* **Task 1**:
Convert the lines of the entry below into a Markdown table with the columns Line No. and Content. Give each line its own row, number the rows in order, and leave out blank lines.

* **Document passage**:
Building on his lysergically drenched book How to Change Your Mind (2018), Pollan looks at three plant-based drugs and the mental effects they can produce.

The disastrous war on drugs began under Nixon to control two classes of perceived enemies: anti-war protestors and Black citizens. That cynical effort, writes the author, drives home the point that “societies condone the mind-changing drugs that help uphold society’s rule and ban the ones that are seen to undermine it.” One such drug is opium, for which Pollan daringly offers a recipe for home gardeners to make a tea laced with the stuff, producing “a radical and by no means unpleasant sense of passivity.” You can’t overthrow a government when so chilled out, and the real crisis is the manufacture of synthetic opioids, which the author roundly condemns. Pollan delivers a compelling backstory: This section dates to 1997, but he had to leave portions out of the original publication to keep the Drug Enforcement Administration from his door. Caffeine is legal, but it has stronger effects than opium, as the author learned when he tried to quit: “I came to see how integral caffeine is to the daily work of knitting ourselves back together after the fraying of consciousness during sleep.” Still, back in the day, the introduction of caffeine to the marketplace tempered the massive amounts of alcohol people were drinking even though a cup of coffee at noon will keep banging on your brain at midnight. As for the cactus species that “is busy transforming sunlight into mescaline right in my front yard”? Anyone can grow it, it seems, but not everyone will enjoy effects that, in one Pollan experiment, “felt like a kind of madness.” To his credit, the author also wrestles with issues of cultural appropriation, since in some places it’s now easier for a suburbanite to grow San Pedro cacti than for a Native American to use it ceremonially.

* **Material for the task**:

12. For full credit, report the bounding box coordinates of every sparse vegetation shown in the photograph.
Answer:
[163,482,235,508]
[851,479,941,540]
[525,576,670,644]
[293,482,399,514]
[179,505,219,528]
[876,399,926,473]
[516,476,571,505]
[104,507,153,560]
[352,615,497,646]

* **Task 2**:
According to the review above, what year does the opium section date to?

* **Exercise answer 1**:
| Line No. | Content |
|---|---|
| 1 | 12. For full credit, report the bounding box coordinates of every sparse vegetation shown in the photograph. |
| 2 | Answer: |
| 3 | [163,482,235,508] |
| 4 | [851,479,941,540] |
| 5 | [525,576,670,644] |
| 6 | [293,482,399,514] |
| 7 | [179,505,219,528] |
| 8 | [876,399,926,473] |
| 9 | [516,476,571,505] |
| 10 | [104,507,153,560] |
| 11 | [352,615,497,646] |

* **Exercise answer 2**:
1997